━━ TEXT EXCERPT ━━

If VM_ALL_VISIBLE is set for the heap page containing the TID, the scan skips the heap fetch entirely. If not, it calls index_fetch_heap to obtain the heap tuple (to verify visibility) but still returns the index tuple as the data source. This means the heap fetch is used only for its visibility side-effect, not to carry column data. The ioss_VMBuffer pin persists across calls to amortize repeated visibility-map lookups for the same page.

StoreIndexTuple unpacks the index tuple into the scan slot’s attribute array. For indexes on name-typed columns, the tuple must be padded to NAMEDATALEN; ioss_NameCStringAttNums tracks those column numbers.

━━━
━━ DATA EXTRACT ━━

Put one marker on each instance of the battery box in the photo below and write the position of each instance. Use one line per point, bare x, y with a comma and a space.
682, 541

━━━
━━ DATA EXTRACT ━━

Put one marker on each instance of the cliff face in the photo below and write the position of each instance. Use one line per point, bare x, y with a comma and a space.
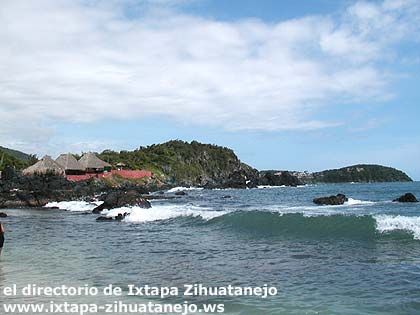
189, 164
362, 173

━━━
━━ DATA EXTRACT ━━

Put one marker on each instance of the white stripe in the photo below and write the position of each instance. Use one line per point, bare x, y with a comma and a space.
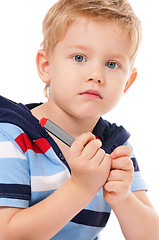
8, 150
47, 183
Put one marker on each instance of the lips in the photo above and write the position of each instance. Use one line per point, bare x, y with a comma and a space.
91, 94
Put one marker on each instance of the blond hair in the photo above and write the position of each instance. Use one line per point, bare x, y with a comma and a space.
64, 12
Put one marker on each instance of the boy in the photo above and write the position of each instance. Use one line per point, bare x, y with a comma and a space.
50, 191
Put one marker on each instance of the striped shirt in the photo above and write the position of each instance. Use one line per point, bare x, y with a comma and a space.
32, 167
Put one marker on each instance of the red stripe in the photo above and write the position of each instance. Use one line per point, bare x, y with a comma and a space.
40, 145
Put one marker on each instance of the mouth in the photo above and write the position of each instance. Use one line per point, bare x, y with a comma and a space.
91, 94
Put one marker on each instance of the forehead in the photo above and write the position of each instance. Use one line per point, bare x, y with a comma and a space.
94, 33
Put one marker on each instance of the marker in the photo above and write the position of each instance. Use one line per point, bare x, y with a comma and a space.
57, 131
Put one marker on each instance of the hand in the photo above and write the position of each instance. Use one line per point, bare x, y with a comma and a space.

━━━

● SET OF TASKS:
(1) In the text on index-only scans, what must the tuple be padded to for indexes on name-typed columns?
(2) Carry on writing the text on index-only scans from its last sentence.
This data has nothing to do with the text on index-only scans.

● ANSWERS TO THE EXERCISE:
(1) NAMEDATALEN

(2)
BitmapHeapScan — two-phase bitmap-driven heap scan

Section titled “BitmapHeapScan — two-phase bitmap-driven heap scan”

BitmapHeapScan executes as two plan nodes cooperating through MultiExecProcNode. The outer subplan is a BitmapIndexScan (or a tree of BitmapAnd/BitmapOr nodes) that returns a TIDBitmap without going through the standard tuple interface. BitmapHeapScan calls MultiExecProcNode exactly once (deferred to the first BitmapHeapNext call via BitmapTableScanSetup) to build the bitmap, then hands it to the heap AM for page-ordered iteration.

// BitmapTableScanSetup (excerpt) — src/backend/executor/nodeBitmapHeapscan.c
static void
BitmapTableScanSetup(BitmapHeapScanState *node)
{
/* serial path: build TIDBitmap from subplan */
node->tbm = (TIDBitmap *) MultiExecProcNode(outerPlanState(node));
if (!node->tbm || !IsA(node->tbm, TIDBitmap))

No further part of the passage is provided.